START Available data
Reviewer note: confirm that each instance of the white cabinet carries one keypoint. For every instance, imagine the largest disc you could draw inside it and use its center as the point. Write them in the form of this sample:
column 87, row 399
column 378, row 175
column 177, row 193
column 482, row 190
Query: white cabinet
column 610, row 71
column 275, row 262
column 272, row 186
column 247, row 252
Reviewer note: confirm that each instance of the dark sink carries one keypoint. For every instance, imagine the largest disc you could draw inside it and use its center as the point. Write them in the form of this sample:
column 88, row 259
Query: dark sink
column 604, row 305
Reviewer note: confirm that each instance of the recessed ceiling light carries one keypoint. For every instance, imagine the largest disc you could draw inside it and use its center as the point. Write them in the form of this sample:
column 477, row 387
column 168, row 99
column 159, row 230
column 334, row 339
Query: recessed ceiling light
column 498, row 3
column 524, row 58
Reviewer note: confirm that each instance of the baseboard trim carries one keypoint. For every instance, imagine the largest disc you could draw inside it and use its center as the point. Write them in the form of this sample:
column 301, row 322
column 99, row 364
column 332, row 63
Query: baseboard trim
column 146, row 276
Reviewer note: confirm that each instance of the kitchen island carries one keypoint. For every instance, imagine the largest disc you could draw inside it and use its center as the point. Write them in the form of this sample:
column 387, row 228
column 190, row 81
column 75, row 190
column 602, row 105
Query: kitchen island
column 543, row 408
END Available data
START Available data
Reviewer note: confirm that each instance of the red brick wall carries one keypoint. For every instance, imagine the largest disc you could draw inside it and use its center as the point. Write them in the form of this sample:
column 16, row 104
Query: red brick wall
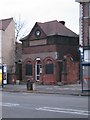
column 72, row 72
END Available data
START Available data
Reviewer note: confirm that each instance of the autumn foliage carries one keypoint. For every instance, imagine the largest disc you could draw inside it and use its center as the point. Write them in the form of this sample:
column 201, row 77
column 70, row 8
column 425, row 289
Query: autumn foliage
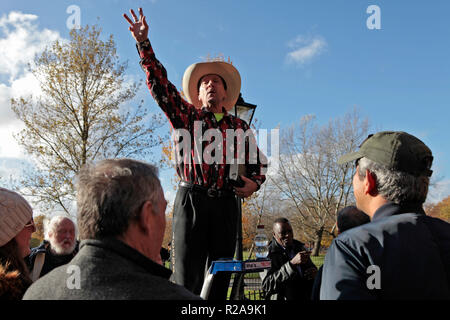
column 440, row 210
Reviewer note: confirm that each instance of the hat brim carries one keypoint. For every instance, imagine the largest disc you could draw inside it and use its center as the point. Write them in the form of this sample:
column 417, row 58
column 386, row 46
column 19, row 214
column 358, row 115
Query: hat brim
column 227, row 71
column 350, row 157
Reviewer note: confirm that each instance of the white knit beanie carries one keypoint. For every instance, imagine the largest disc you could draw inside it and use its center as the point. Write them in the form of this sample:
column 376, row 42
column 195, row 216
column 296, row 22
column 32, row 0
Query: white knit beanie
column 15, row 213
END Available data
Send back exactly the lines of the listing above starting at the one with "Reviewer note: confirm that each instance of the recessed" and ending at the one with "column 168, row 99", inclusive, and no others.

Reviewer note: confirm that each instance of the recessed ceiling light carries one keypoint. For every instance, imagine the largest disc you could draw inside it and use its center as the point. Write them in the form of this sample:
column 477, row 387
column 168, row 99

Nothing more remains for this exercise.